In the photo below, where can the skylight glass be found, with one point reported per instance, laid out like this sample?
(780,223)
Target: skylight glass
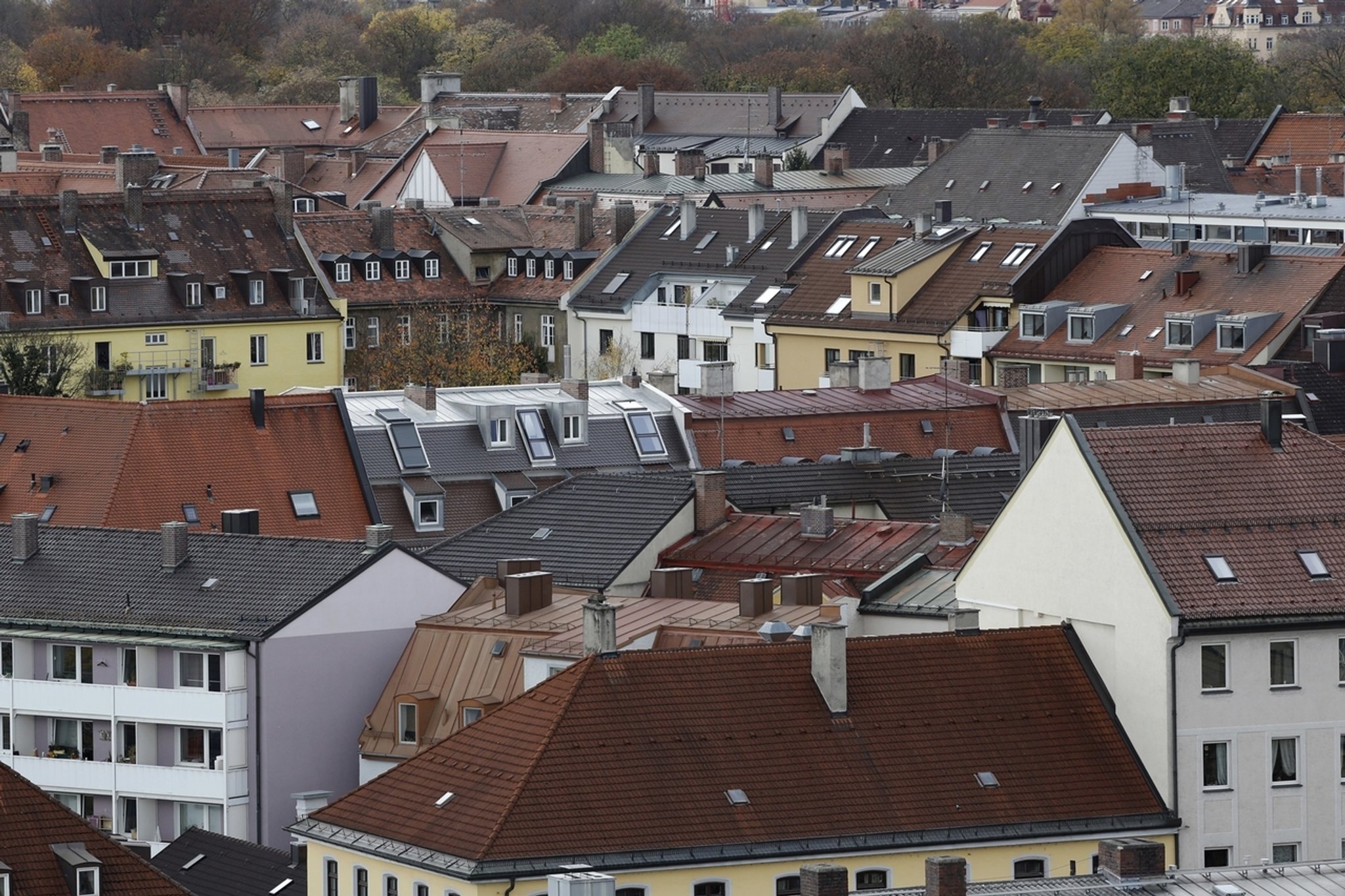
(1220,568)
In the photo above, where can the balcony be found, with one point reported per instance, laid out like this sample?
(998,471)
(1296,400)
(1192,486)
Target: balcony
(971,341)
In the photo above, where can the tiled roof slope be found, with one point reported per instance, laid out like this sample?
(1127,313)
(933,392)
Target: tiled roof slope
(32,822)
(902,762)
(210,454)
(112,580)
(906,488)
(598,524)
(229,865)
(1197,490)
(1007,159)
(84,121)
(1286,285)
(900,137)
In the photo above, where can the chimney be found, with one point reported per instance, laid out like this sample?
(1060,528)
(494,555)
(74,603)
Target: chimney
(420,395)
(835,159)
(257,399)
(1033,431)
(829,664)
(1187,371)
(801,590)
(712,507)
(136,206)
(956,528)
(623,219)
(1273,421)
(529,591)
(817,521)
(583,223)
(875,373)
(763,169)
(757,221)
(825,880)
(1132,859)
(946,876)
(671,582)
(1130,366)
(23,532)
(377,535)
(173,543)
(965,621)
(757,597)
(599,625)
(646,93)
(798,226)
(688,210)
(69,210)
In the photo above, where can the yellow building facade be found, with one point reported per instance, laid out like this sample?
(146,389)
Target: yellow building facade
(988,861)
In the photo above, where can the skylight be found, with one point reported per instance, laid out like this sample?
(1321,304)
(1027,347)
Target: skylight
(1218,565)
(1312,562)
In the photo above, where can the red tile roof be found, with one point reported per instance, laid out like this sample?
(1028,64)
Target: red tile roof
(208,453)
(1219,489)
(32,822)
(678,729)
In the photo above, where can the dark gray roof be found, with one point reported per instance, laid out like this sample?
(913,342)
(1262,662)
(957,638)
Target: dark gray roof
(112,580)
(595,526)
(899,137)
(229,867)
(456,450)
(907,488)
(1007,159)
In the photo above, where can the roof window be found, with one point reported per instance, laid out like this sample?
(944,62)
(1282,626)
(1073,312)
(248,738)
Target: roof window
(1220,568)
(1312,562)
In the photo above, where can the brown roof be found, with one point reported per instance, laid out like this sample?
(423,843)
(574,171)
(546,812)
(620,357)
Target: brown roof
(1220,489)
(85,121)
(206,453)
(32,822)
(1285,285)
(678,729)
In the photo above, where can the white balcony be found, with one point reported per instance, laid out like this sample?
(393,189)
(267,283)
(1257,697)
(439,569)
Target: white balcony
(72,699)
(974,343)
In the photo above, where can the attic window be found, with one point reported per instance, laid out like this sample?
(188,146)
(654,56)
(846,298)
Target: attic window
(1312,562)
(1218,565)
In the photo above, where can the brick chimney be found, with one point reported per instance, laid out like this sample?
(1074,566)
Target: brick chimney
(712,504)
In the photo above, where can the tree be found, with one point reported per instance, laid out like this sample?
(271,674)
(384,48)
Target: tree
(41,362)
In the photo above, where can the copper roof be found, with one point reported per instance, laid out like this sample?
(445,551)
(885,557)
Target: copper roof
(678,729)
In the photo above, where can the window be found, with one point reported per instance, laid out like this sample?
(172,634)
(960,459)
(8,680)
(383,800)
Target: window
(1215,762)
(872,879)
(407,730)
(1214,667)
(1283,767)
(125,270)
(1179,333)
(1029,868)
(198,671)
(1283,671)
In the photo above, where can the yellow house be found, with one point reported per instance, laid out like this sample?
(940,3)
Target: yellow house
(165,295)
(718,773)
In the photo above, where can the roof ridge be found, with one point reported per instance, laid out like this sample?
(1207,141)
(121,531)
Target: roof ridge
(584,667)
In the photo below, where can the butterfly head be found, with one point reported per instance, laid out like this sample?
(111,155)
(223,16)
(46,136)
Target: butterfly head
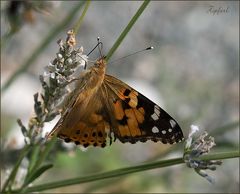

■ ZADANIE
Które wiersze powyższego materiału zawierają słowo „brick”? Wypisz każdy z nich.

■ ODPOWIEDŹ
In the photo above, where can the brick chimney be found, with one point reported per instance, laid out like this sample?
Target: brick chimney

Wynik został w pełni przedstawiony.